To be done: Give the data below again exactly as written, without its pictures.

[Dataset excerpts on object pointing]
[start]
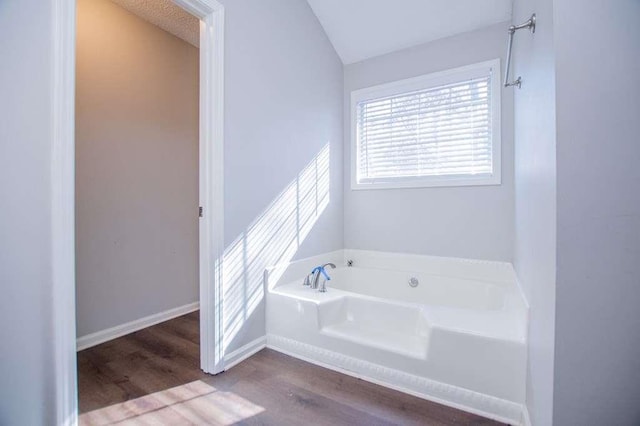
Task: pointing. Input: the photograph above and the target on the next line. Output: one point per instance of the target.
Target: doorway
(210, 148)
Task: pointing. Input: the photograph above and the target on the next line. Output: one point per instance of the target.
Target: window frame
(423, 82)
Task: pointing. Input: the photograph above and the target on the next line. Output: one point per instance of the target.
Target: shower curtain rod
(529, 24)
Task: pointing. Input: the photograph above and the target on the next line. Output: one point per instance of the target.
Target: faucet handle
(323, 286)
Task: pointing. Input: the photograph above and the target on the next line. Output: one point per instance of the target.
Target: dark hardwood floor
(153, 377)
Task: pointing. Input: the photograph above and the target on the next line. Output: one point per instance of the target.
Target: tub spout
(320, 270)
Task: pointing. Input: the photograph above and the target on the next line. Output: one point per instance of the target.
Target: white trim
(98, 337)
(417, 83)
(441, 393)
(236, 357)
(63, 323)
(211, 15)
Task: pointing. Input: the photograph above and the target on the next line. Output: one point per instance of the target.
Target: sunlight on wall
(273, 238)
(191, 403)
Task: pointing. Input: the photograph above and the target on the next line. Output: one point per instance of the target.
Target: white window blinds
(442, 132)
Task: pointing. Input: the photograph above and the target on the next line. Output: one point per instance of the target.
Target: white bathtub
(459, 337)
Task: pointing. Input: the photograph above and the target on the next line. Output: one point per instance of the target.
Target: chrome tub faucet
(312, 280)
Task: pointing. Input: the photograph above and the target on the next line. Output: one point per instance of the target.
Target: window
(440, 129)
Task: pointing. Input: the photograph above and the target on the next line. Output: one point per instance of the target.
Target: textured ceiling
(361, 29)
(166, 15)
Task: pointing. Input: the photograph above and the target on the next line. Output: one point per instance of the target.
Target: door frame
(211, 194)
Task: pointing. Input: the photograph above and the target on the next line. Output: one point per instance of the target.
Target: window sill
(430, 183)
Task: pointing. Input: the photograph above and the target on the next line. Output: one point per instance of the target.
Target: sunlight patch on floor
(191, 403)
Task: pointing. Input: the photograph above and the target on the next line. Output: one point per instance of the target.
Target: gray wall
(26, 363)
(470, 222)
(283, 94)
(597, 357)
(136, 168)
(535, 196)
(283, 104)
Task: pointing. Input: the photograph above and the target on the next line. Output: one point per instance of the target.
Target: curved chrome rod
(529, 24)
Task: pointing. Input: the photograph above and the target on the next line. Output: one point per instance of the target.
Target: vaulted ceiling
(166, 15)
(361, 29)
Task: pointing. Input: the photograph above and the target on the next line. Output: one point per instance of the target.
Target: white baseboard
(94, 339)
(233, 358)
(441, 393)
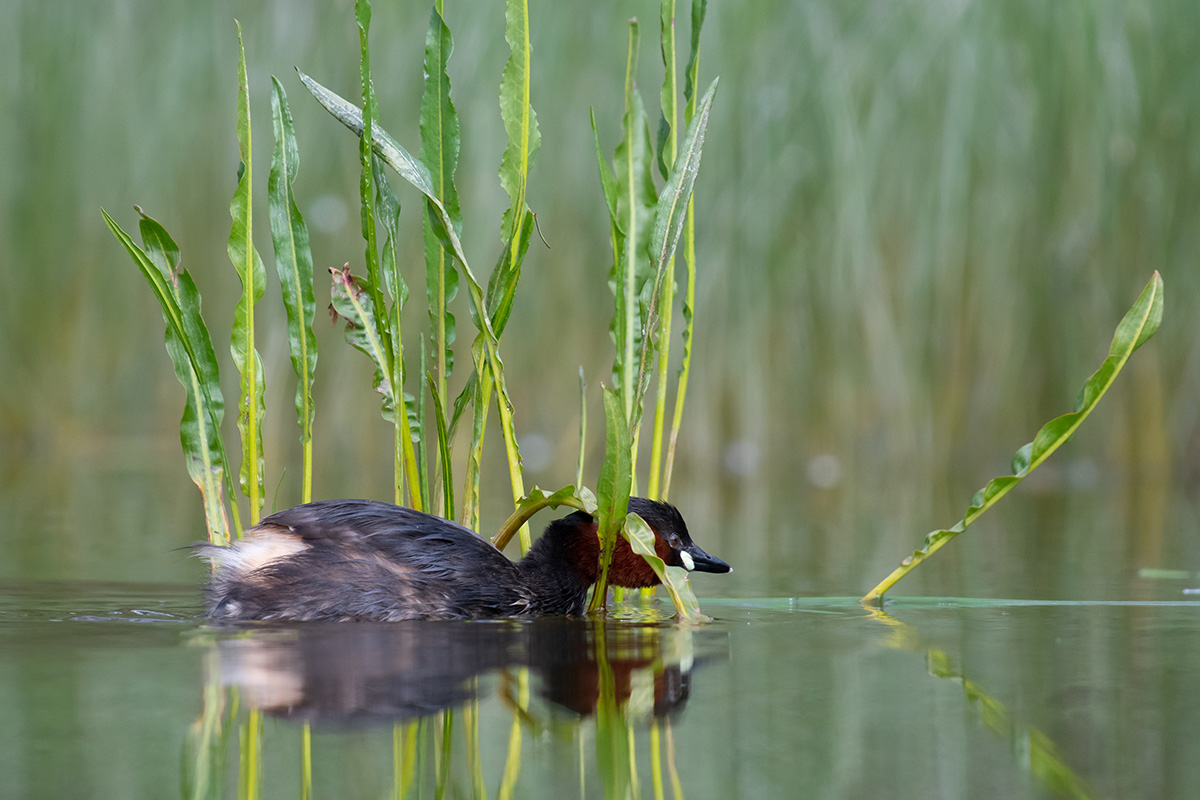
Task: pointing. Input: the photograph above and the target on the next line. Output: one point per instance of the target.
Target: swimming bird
[end]
Result:
Task: pointing. Input: the photograph above and the target on the next line. Output: one point per instance of the target.
Target: doorway
(210, 148)
Task: pointing. Input: the photograph above and the target on the next line. Output: one point per instance of the target.
Target: window frame
(423, 82)
Task: pointing. Input: the photograph above and the target on the next line. Output: one point per instance of the target.
Target: shower curtain rod
(529, 24)
Task: pointing. Input: the photograph above and the target on the next line. Output: one point per instance of the target.
Target: faucet handle
(323, 286)
Task: pointing. Input: the photograph above and the target on the next line. Output: one point per instance of the target.
Target: dark hardwood floor
(153, 377)
Task: pointing. Input: the photograph above and the target on the next line. Output: one point per instance of the target.
Target: tub spout
(320, 270)
Task: pointing. Input: the photograph above and the target on the next line. Output: one point per instance of the target.
Target: white trim
(98, 337)
(417, 83)
(441, 393)
(236, 357)
(63, 323)
(211, 15)
Task: pointing. Input: the photograph above and the target on the next line. Output: one point per instance of the target.
Target: sunlight on wall
(273, 238)
(191, 403)
Task: pointing. Input: the photograph above and the target on the next line. Output: one point per instance of the target.
Target: white window blinds
(442, 132)
Task: pointing. Input: the photograph above and the target on the next line. Output: one point per instance of the target.
Target: white bathtub
(459, 337)
Task: pointing. Input: the photograph above and the target on the next line. Output: one point per instance of the target.
Target: chrome tub faucet
(312, 280)
Task: pointing. Input: the photograph above and the target on the next line. Output: one point per instance of the target.
Target: window
(440, 129)
Task: pointing. Input: the photograph above and the target on the next line. Output: one point per instance of the target.
Target: textured ceiling
(361, 29)
(166, 15)
Task: pointing. Input: the photograph above and the target on the next line. Output: one point per instance of the target.
Target: door frame
(211, 194)
Task: pointing. Input: the photograph above and the target on the next line. Output: one point per instance of the target.
Target: window sill
(430, 183)
Task: pointing. Input: the photograph above and the target on the next line. Output: one point per instance of the target.
Target: sunlight patch on floor
(191, 403)
Task: pointing. Input: the photograph above and the target on the next line. Output: one point per instance of the target.
Target: gray wall
(26, 363)
(470, 222)
(283, 94)
(597, 357)
(136, 168)
(535, 196)
(283, 104)
Task: pointing. Input: the photograph above and the target on the next line. Output: one point per instance of the target.
Target: curved chrome rod
(529, 24)
Task: pointing. Input: the photograph above and the target on the next line. Output: one point per instance of the target.
Target: vaulted ceiling
(166, 15)
(361, 29)
Task: pointing. Input: the photograph above and the target on the next line. Output: one point per instance of the target.
Target: white baseboard
(94, 339)
(233, 358)
(441, 393)
Task: pointing. Input: the photograph above and the target on the next line. Output: one point per instance of the target.
Target: swimming bird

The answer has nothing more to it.